[Recorded data]

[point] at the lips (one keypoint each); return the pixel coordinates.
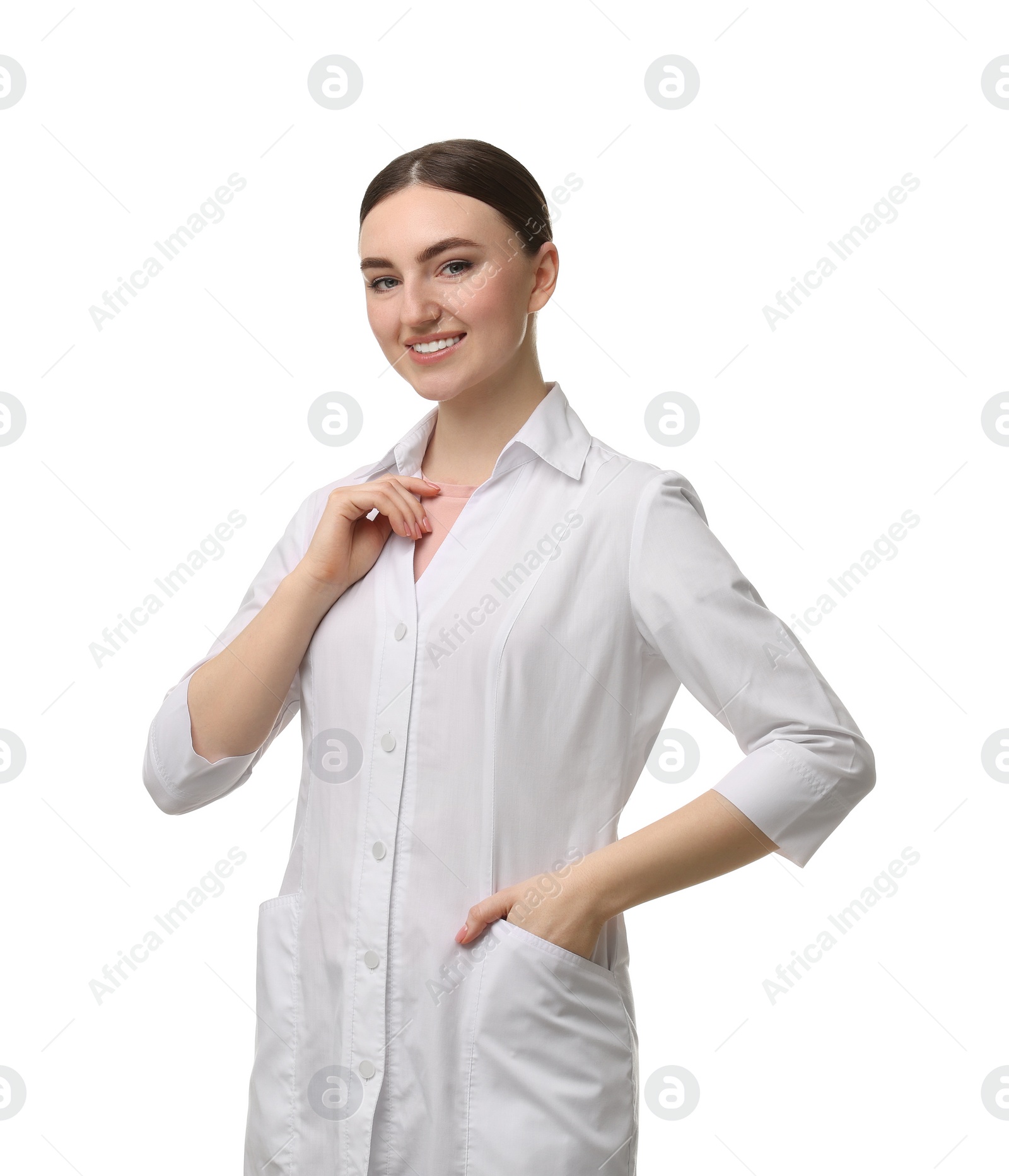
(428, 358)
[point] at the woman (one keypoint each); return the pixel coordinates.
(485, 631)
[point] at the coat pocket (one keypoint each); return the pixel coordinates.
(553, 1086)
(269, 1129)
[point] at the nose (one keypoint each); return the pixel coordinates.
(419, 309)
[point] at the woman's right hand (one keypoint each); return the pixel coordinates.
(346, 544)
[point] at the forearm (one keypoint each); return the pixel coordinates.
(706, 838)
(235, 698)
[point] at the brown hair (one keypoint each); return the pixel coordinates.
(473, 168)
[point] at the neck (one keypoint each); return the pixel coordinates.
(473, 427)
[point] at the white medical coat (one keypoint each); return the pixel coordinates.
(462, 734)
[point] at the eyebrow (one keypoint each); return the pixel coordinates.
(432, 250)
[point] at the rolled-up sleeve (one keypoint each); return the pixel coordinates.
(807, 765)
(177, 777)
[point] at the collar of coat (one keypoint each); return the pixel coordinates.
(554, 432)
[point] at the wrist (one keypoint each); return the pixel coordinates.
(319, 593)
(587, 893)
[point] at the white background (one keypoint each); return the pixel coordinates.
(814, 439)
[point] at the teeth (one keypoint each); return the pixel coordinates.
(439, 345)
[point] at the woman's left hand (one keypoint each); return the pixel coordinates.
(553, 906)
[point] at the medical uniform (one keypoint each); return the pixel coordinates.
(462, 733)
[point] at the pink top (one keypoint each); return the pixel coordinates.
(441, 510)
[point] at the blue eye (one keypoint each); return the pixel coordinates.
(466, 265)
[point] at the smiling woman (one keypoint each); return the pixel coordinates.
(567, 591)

TO BE DONE
Convert all of the records above into a Markdown table with the columns No. and Line: one row per line, numbered in order, with blank lines skipped. Leave the pictures out of the table.

COMPLETED EXERCISE
| No. | Line |
|---|---|
| 1 | [point] at the lips (one keypoint each); return the pixel coordinates. |
| 2 | (428, 358) |
| 3 | [point] at the woman (one keypoint each); return the pixel coordinates. |
| 4 | (485, 631) |
| 5 | [point] at the coat pocket (one keypoint each); return the pixel coordinates. |
| 6 | (553, 1086) |
| 7 | (269, 1129) |
| 8 | [point] at the nose (one keypoint each); return the pixel coordinates. |
| 9 | (419, 309) |
| 10 | [point] at the woman's right hand (one keypoint each); return the pixel coordinates. |
| 11 | (346, 544) |
| 12 | [point] at the forearm (one keypoint each); return the pixel coordinates. |
| 13 | (706, 838) |
| 14 | (235, 698) |
| 15 | [point] at the brown hair (one keypoint each); return the pixel coordinates. |
| 16 | (473, 168) |
| 17 | [point] at the neck (one keypoint each); return the pixel coordinates. |
| 18 | (473, 427) |
| 19 | [point] at the white medical coat (one keypoint each); return the pixel coordinates. |
| 20 | (462, 734) |
| 21 | [point] at the eyebrow (one keypoint each); return the pixel coordinates. |
| 22 | (432, 250) |
| 23 | [point] at the rolled-up sleeve (one keypoint each); return the pixel coordinates. |
| 24 | (807, 765) |
| 25 | (177, 777) |
| 26 | [point] at the collar of coat (one keypoint each); return the pixel coordinates. |
| 27 | (554, 432) |
| 28 | [point] at the wrist (one keypoint each); return the pixel coordinates. |
| 29 | (319, 593) |
| 30 | (587, 893) |
| 31 | [point] at the white background (one keypoint each); return the pixel coordinates. |
| 32 | (814, 439) |
| 33 | [point] at the teeth (one keypoint each); return the pixel coordinates. |
| 34 | (439, 345) |
| 35 | [point] at the woman's left hand (one keypoint each); return the pixel coordinates. |
| 36 | (553, 906) |
| 37 | [point] at the medical uniform (one keypoint each); return the pixel coordinates. |
| 38 | (462, 733) |
| 39 | [point] at the pink top (one keypoint each); return the pixel coordinates. |
| 40 | (441, 510) |
| 41 | [point] at the blue eye (one keypoint each); return the pixel coordinates. |
| 42 | (466, 265) |
| 43 | [point] at the smiling woman (one keypoint each); return the pixel coordinates. |
| 44 | (567, 591) |